#### RECORDS FOR THE EXERCISE ####

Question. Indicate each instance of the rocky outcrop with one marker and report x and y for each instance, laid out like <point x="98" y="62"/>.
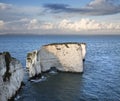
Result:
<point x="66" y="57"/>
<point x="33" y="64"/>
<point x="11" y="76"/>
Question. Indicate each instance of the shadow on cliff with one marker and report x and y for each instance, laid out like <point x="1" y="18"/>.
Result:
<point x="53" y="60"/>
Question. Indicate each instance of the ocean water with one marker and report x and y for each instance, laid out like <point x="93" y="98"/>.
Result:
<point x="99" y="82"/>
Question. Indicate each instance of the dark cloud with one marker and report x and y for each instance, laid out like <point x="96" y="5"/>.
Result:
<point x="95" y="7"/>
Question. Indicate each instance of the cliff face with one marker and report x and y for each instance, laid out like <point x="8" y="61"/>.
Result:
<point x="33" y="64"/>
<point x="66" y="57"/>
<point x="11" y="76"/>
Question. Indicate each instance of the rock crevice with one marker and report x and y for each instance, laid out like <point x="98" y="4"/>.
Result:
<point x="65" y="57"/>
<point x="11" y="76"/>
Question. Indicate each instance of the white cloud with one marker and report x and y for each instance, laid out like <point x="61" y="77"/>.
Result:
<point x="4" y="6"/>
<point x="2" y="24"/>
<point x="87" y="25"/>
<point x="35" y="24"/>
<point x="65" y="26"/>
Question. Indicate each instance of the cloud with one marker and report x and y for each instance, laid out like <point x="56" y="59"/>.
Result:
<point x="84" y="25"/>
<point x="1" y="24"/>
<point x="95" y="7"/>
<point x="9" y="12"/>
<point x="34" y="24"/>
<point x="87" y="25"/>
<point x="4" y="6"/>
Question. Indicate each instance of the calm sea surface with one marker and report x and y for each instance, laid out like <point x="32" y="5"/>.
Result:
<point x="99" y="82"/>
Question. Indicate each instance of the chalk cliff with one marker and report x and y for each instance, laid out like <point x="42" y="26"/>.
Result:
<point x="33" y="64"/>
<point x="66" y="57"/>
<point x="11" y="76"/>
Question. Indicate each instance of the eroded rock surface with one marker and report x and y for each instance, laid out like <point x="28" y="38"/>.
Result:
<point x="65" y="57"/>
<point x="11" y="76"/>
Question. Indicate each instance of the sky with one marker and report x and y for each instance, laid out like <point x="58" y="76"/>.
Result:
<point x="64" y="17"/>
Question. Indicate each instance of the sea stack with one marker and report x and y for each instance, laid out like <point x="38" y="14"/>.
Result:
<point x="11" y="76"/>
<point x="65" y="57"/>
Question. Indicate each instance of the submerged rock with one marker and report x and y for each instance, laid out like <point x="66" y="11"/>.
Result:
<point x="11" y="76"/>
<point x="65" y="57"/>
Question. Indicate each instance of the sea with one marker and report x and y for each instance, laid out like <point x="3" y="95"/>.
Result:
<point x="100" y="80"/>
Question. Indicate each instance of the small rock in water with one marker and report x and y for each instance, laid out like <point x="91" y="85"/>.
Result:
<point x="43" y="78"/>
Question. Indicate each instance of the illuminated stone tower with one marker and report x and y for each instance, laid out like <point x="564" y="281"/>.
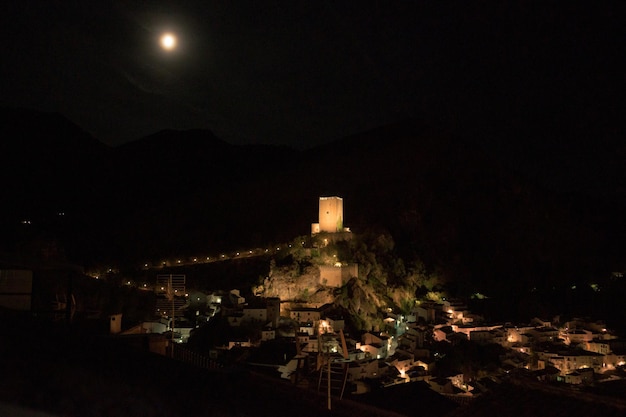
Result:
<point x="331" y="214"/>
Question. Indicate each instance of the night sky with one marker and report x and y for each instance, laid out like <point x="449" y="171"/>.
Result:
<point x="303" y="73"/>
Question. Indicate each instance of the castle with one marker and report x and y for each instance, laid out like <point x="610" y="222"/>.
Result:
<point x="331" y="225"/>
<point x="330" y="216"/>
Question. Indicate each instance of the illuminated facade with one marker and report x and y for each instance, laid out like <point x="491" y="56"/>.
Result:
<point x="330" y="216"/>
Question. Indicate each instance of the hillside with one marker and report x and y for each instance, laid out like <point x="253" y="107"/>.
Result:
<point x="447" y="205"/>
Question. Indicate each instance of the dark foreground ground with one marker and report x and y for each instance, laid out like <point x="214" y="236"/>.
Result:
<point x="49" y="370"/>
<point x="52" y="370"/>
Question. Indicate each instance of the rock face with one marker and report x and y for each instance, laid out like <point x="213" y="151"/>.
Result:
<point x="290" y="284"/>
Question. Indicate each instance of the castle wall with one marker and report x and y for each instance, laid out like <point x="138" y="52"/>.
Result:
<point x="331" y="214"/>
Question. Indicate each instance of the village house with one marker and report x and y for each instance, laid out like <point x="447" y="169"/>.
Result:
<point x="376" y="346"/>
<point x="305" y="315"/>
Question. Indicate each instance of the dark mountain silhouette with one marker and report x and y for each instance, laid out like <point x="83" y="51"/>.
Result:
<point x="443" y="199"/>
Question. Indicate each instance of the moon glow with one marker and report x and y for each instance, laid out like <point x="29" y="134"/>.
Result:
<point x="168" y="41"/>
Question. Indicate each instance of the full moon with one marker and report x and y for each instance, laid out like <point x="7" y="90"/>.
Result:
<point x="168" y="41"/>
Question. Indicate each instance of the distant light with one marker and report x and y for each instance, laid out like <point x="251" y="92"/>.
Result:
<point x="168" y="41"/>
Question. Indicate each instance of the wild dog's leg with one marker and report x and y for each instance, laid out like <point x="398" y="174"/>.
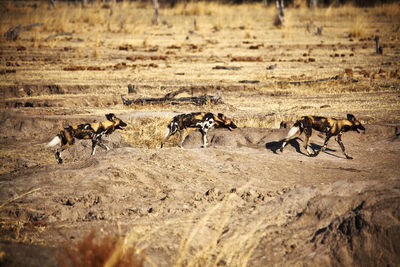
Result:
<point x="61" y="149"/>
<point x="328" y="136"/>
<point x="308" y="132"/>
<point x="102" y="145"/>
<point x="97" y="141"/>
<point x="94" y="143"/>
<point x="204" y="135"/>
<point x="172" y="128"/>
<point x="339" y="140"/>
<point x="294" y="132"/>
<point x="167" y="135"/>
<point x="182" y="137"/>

####
#### RECORDS FOR THE EXERCISE ####

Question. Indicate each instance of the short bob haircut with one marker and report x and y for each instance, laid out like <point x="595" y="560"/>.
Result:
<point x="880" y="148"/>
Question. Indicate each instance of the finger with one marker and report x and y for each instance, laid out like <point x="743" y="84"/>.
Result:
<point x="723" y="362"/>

####

REQUEST -
How many lines in the rows above contain the word "illuminated"? Reply with the number alone.

THE RESULT -
2